::: PAGE

Bonus tracks on 1992 reissue:

  • Space Oddity [4.57]

  • Panic In Detroit [3.00]

  • Crystal Japan [3.08]

  • Alabama Song [3.51]

Scary Monsters (And Super Creeps)

Released:

  • RCA BOW LP 2 - September 1980

  • RCA PL 83647 - 1984

  • EMI EMD 1029 - June 1992

  • EMI 7243 5218950 - September 1999

  • EMI 7243 5433182 - September 2003 (SACD)

Personnel:

  • David Bowie: Vocals, Keyboards

  • Dennis Davis: Percussion

  • George Murray: Bass

  • Carlos Alomar: Guitar

  • Robert Fripp: Guitar on It's No Game/Up The Hill Backwards/Scary Monsters/Fashion/Teenage Wildlife/Kingdom Come

  • Chuck Hammer: Guitar on Ashes To Ashes/Teenage Wildlife

  • Roy Bittan: Piano on Up The Hill Backwards/Ashes To Ashes/Teenage Wildlife

  • Andy Clark: Synthesizer on Ashes To Ashes/Fashion/Scream Like A Baby/Because You're Young

  • Pete Townshend: Guitar on Because You're Young

  • Tony Visconti: Backing Vocals, Acoustic Guitar on Up The Hill Backwards/Scary Monsters

  • Lynn Maitland: Backing Vocals

  • Chris Porter: Backing Vocals

  • Michi Hirota: Voice on It's No Game (Part 1)

::::::

### INSTRUCTION 1
Summarize the Scary Monsters page in two sentences.
### INSTRUCTION 2
Write out the part of the Scary Monsters page from "Scary Monsters (And" up to and including "September 2003 (SACD)".
### INSTRUCTION 3
Extend the Scary Monsters page from its final line onward.

::: MATERIAL

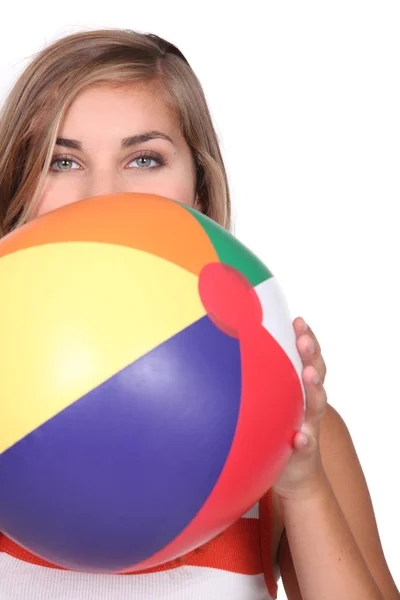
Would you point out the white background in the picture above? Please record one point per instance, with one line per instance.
(306, 101)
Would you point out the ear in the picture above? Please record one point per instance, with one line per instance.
(197, 204)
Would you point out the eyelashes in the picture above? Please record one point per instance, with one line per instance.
(143, 154)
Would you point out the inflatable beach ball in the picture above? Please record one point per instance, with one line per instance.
(150, 385)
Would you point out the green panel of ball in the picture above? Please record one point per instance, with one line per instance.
(232, 252)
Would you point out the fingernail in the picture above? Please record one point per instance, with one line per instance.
(304, 440)
(316, 378)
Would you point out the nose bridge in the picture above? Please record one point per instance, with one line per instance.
(102, 181)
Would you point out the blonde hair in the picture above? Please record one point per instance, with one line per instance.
(38, 101)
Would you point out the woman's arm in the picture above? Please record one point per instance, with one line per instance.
(331, 548)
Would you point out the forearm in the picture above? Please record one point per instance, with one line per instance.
(327, 560)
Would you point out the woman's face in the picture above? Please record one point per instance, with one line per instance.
(118, 140)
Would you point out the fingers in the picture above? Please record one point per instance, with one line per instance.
(309, 348)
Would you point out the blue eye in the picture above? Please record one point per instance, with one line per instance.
(148, 160)
(64, 163)
(144, 162)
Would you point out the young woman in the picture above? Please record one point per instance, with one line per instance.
(116, 111)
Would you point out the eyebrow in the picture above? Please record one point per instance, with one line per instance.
(127, 142)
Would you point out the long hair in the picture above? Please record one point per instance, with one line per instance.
(37, 103)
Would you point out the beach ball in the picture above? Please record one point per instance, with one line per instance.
(150, 385)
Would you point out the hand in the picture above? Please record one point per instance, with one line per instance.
(304, 473)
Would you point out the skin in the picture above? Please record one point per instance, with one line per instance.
(323, 478)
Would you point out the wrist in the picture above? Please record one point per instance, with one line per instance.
(315, 488)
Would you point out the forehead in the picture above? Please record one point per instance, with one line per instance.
(110, 111)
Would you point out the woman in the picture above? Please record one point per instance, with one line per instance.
(116, 111)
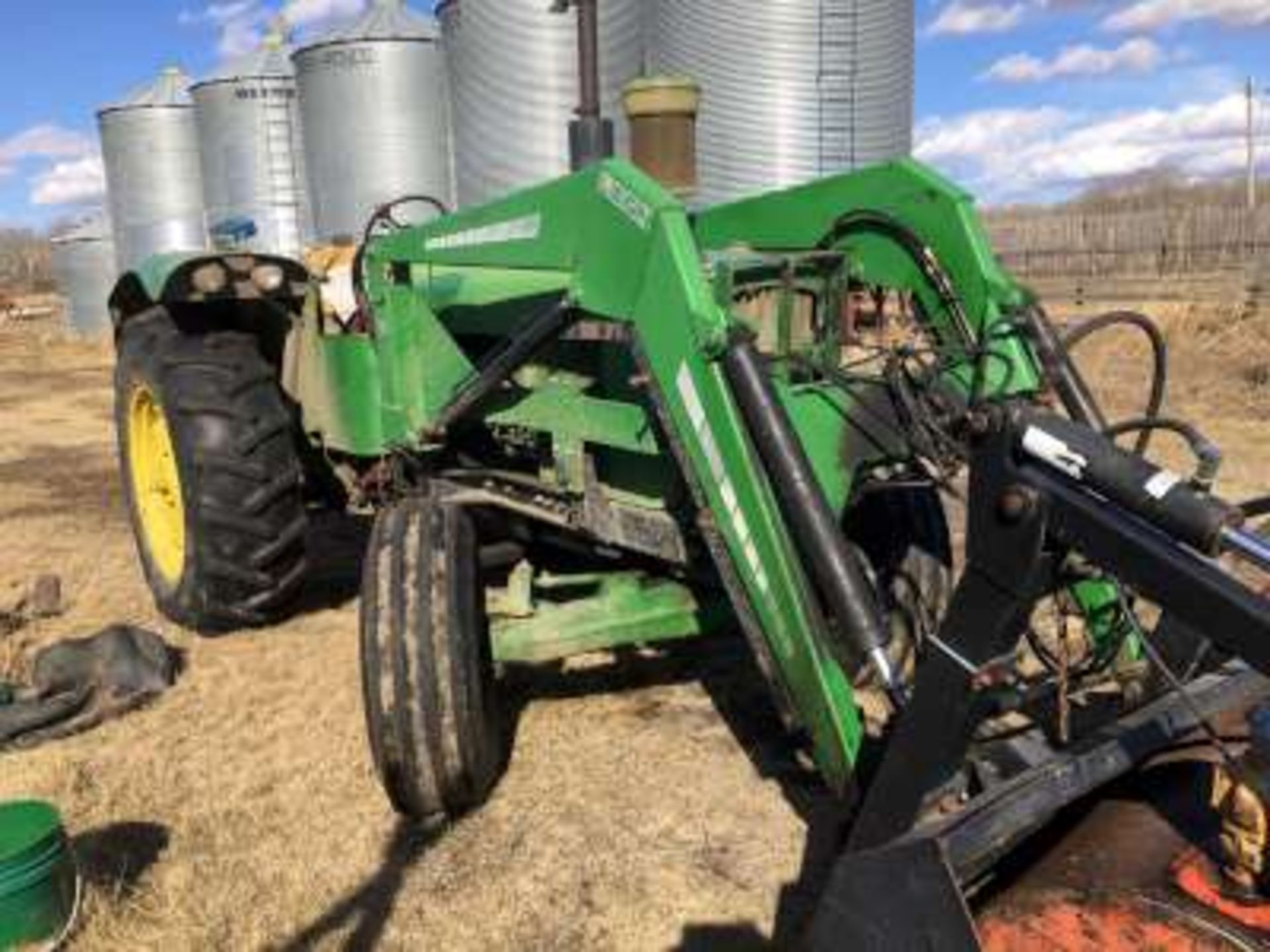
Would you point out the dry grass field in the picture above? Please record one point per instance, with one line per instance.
(650, 804)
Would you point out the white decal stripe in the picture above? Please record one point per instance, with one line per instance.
(515, 230)
(712, 451)
(727, 492)
(730, 496)
(690, 397)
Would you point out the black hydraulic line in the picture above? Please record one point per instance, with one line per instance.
(1159, 353)
(1206, 454)
(1124, 479)
(1255, 508)
(922, 257)
(816, 531)
(1068, 382)
(494, 371)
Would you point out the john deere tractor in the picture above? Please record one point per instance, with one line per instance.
(586, 419)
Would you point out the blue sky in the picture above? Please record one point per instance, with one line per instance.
(1019, 99)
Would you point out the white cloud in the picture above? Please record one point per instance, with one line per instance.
(306, 13)
(240, 24)
(1132, 56)
(964, 17)
(42, 141)
(1024, 154)
(1156, 15)
(70, 182)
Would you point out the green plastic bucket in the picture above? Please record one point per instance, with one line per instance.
(37, 875)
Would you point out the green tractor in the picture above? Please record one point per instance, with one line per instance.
(587, 419)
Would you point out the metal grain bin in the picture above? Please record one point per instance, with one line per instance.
(513, 75)
(374, 112)
(150, 147)
(792, 91)
(83, 264)
(251, 145)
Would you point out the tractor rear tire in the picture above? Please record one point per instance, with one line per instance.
(211, 475)
(432, 715)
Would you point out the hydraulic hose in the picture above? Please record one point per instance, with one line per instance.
(1070, 385)
(822, 546)
(1159, 352)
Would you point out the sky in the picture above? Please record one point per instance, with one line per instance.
(1016, 99)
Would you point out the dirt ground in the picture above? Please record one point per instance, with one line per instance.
(651, 801)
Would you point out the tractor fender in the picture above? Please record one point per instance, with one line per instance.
(190, 286)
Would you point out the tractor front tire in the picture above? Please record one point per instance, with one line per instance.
(432, 715)
(211, 475)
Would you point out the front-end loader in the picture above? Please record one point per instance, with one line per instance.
(587, 419)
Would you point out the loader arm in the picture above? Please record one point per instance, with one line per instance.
(620, 249)
(610, 245)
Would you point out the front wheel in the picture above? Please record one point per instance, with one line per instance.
(429, 688)
(211, 475)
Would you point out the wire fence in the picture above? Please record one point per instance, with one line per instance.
(1169, 241)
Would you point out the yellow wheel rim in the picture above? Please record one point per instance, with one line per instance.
(157, 484)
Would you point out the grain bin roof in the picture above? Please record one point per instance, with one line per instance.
(386, 19)
(171, 89)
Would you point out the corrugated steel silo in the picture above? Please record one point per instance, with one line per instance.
(251, 145)
(150, 147)
(513, 87)
(83, 263)
(375, 117)
(792, 91)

::::::

### WRITTEN REPLY 1
The page lists four bonus tracks on a 1992 reissue, then gives five releases of Scary Monsters (And Super Creeps), from RCA BOW LP 2 in September 1980 to an EMI SACD in September 2003. Its personnel list has David Bowie on vocals and keyboards, Dennis Davis on percussion, George Murray on bass and Carlos Alomar on guitar, along with guest players such as Robert Fripp, Pete Townshend and Tony Visconti on particular songs.

### WRITTEN REPLY 2
Scary Monsters (And Super Creeps)

Released:

  • RCA BOW LP 2 - September 1980

  • RCA PL 83647 - 1984

  • EMI EMD 1029 - June 1992

  • EMI 7243 5218950 - September 1999

  • EMI 7243 5433182 - September 2003 (SACD)

### WRITTEN REPLY 3
Recorded:

  • Power Station Studios, New York/Good Earth Studios, London

Producers:

  • David Bowie, Tony Visconti

On February 8th 1980, while he was on an Alpine skiing holiday with his son Joe, David's divorce from Angela became absolute. A week later, Joe returned to school in Britain and David arrived at New York's Power Station Studios to begin work on his new album. Tony Visconti was once again in the producer's chair and recalls that Bowie intended from the outset that this would be his first conscious attempt since Young Americans to cut a record with commercial potential. "There was a certain degree of optimism making that album," said Bowie in 1999, "because I'd worked through some of my problems, I felt very positive about the future, and I think I just got down to writing a really comprehensive and well-crafted album."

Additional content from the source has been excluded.